GOAL >>
Count the lines of the material that contain the string "return", matching case exactly, and give only the number.

[Recorded data]
********************

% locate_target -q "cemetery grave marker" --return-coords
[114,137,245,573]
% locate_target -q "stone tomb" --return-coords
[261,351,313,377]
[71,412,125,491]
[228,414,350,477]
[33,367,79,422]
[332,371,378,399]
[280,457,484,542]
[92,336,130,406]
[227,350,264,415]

********************

FINISHED TASK >>
2